PASSAGE TO READ:
I have argued elsewhere that the New York Times which mysteriously did not publish Wade’s piece, and which trumpeted the fallacious Lancet letter should change its name to Pravda, because it is now firmly in the Leninist propaganda camp. The BBC too has been busy latching on to the unproven zoonotic theory.

We have seen the steady suppression of ‘news’ and the proliferation of ‘views’ among so many media outlets. One would not mind so much if the “views” were well-argued and put forth as legitimate opinions not as facts and not as weapons to hysterically attack, on an ad hominem basis, persons who may have a differing view.

The NYT and the BBC can be dismissed as comical and increasingly irrelevant. It is indeed sad that journals like the Lancet are now in the same slot.

The British scientific establishment is now on notice. It needs to make a supreme effort to go back to supporting slow, methodical, fully referenced, rigorous, research where biases are reduced and at a minimum completely disclosed.

DATASET ENTRIES:
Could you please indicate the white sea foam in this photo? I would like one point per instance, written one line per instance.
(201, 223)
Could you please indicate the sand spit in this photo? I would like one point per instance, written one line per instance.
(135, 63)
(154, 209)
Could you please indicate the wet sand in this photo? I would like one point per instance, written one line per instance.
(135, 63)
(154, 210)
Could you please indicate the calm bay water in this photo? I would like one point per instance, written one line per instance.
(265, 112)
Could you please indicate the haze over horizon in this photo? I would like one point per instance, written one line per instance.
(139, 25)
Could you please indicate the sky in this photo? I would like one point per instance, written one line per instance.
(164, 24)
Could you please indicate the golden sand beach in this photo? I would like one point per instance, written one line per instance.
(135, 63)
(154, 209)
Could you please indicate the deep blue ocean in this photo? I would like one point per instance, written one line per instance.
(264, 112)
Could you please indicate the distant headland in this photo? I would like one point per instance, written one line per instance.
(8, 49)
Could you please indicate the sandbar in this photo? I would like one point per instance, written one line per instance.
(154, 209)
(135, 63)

EXERCISE DESCRIPTION: Continue the opinion piece criticizing the New York Times, the BBC and the Lancet, starting after its final sentence about the British scientific establishment.

OUTPUT OF THE EXERCISE:
As for the Lancet itself, it might not be a bad idea to spend a few years concentrating on simple clinical studies instead of straying into the field of public health where its editors have already performed an act of great disservice.

For a long time to come, the Lancet will be read with suspicion rather than with interest. Perhaps the masthead can be changed to read as follows: “Lancet Journal: A Victim of Covid”.

Jaithirth Rao is a retired businessperson who lives in Mumbai. Views are personal.